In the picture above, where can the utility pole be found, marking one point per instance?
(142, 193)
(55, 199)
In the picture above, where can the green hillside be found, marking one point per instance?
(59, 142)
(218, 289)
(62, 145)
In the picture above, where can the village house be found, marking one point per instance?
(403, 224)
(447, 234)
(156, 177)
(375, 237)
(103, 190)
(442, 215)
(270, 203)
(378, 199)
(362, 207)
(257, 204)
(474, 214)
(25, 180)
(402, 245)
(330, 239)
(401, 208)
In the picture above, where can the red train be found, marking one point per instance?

▬▬▬

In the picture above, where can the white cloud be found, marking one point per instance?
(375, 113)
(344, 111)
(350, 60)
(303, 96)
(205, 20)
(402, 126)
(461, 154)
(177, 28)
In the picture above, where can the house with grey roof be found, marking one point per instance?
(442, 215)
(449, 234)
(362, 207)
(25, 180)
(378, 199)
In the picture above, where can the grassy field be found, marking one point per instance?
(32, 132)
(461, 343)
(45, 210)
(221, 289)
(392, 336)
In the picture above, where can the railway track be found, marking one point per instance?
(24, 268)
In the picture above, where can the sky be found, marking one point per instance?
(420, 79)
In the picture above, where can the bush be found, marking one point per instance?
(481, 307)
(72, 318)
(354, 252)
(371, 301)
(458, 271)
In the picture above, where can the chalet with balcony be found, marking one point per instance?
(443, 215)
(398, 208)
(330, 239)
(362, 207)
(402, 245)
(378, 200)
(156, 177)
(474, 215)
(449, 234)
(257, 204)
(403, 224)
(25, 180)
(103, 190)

▬▬▬

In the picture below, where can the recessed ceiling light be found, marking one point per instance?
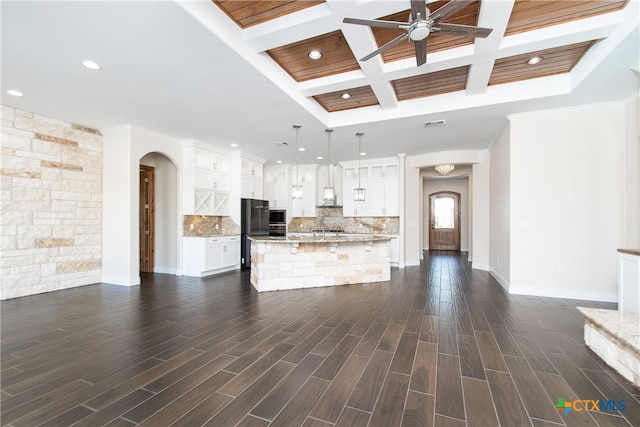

▬▬▬

▶ **About this exercise**
Among the lines above, find the one with "In the picture above, where can the village" and the one with "In the picture above, where can the red". Quote both and everything between them, exactly.

▶ **Solution to the problem**
In the picture above, where can the village house be found, marking one point per instance?
(403, 224)
(447, 234)
(156, 177)
(375, 237)
(103, 190)
(442, 215)
(270, 203)
(378, 199)
(362, 207)
(257, 204)
(474, 214)
(25, 180)
(402, 245)
(330, 239)
(401, 208)
In the picture above, where can the red train be found, marking one point per instance?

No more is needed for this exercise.